What you will do.
(a) From the passage on the Overbrook Farms house, list every 19th-century feature or piece of craftsmanship named as drawing Garingan and Riley to the home.
(b) Pick up the passage on the Overbrook Farms house after its last sentence and keep it going.

··· Passage provided

Many buyers purchase homes to suit their lifestyles, seeking a requisite number of rooms and sufficient outdoor space. But when Noel Garingan and Joe Riley were home shopping, they had another requirement: The house had to accommodate Garingan’s collection of mid-19th-century primitive portraits.
The 1895 Queen Anne that the men purchased two years ago in Overbrook Farms has high ceilings and plenty of wall space for paintings. “What sold us was the original layout,” Riley said. “It hadn’t been chopped up.” Instead, each room — foyer, living room, den, and dining room — opens into the other.
Garingan and Riley also were attracted to the stone home’s fine 19th-century features and craftsmanship, including four working fireplaces; several leaded-glass windows; pine, oak, and maple flooring; mahogany pocket doors; a mahogany-and-oak staircase; maple door and window trim; and richly carved oak wainscoting.
The full bath on the first floor was a later addition, as was the charming solarium off the foyer where Riley and Garingan often have breakfast. This time of year, they can view their flourishing vegetable garden. The kitchen was remodeled in the 1970s and awaits a future do-over. Garingan envisions an updated Downton Abbey scullery with a slate floor.
Furnishings for the house came mostly from auctions and flea markets. The original homeowners would have approved of quirky items such as a deer head adorned with tassels on the second-floor landing, from the Creeper Gallery in New Hope, and the male and female goat-headed figures in 19th-century garb on the dining room table. The goats were fashioned by William Bezek, a Manhattan artist and theater designer. Victorians were fond of such “curiosities,” as were present-day visitors who toured the home in May when it was part of the Overbrook Farms House Tour and Tea.
Other foot-high human figures in early-American garb are displayed on mantles and elsewhere in the house. Crafting the figures is a hobby for Garingan, who works in marketing for a pharmaceutical and medical company.
A gilt-and-glass credenza in the second-floor foyer stores more than a dozen hats. “Once you have no hair, you have to have hats,” Garingan explained, tapping his head.
He’s hung several of his primitive portraits, a form of American folk art, above the wainscoting in the living areas.

······
··· Source data

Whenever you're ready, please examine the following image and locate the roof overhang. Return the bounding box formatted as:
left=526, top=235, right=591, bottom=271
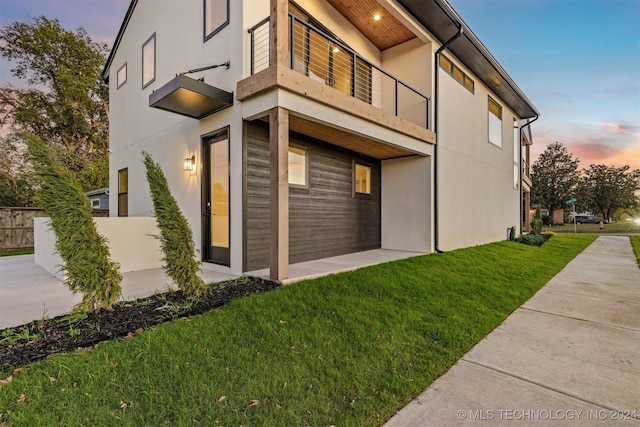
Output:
left=149, top=74, right=233, bottom=119
left=397, top=0, right=540, bottom=119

······

Answer list.
(a)
- Four working fireplaces
- Several leaded-glass windows
- Pine, oak, and maple flooring
- Mahogany pocket doors
- A mahogany-and-oak staircase
- Maple door and window trim
- Richly carved oak wainscoting

(b)
Downstairs, the couple retained the previous owner’s cream color scheme. Upstairs, they painted an avocado green bedroom white and converted it into a dressing room. In the master bedroom, painted gray and white, walls are hung with landscapes instead of portraits.
“I didn’t want to sleep with dead people,” Riley said.
A porcelain figure with tiny birds perched on her outstretched arms is positioned above the four-poster bed. The “guardian angel,” Garingan says, was purchased at the Philadelphia Museum of Art Craft Show.
He and Riley kept the deep coral paint in the guest bedroom, which became the children’s portrait room. The paint matches the dress on a girl holding a cat in a portrait over a chest. A painting of two young sisters in blue and white hangs above the bed.
When the three bathrooms on the second floor are updated, Garingan and Riley will preserve the leaded-glass window and enormous claw-footed tub in the master bathroom.
The third floor, once a separate apartment, awaits remodeling. Outside, renovation of the carriage house is underway with second-floor sky lights installed in Garingan’s future art studio. Riley, an engineer, appreciates the mechanism of the gears on the hand-operated elevator. It was once used for hay, or possibly to lower carriages to the first floor.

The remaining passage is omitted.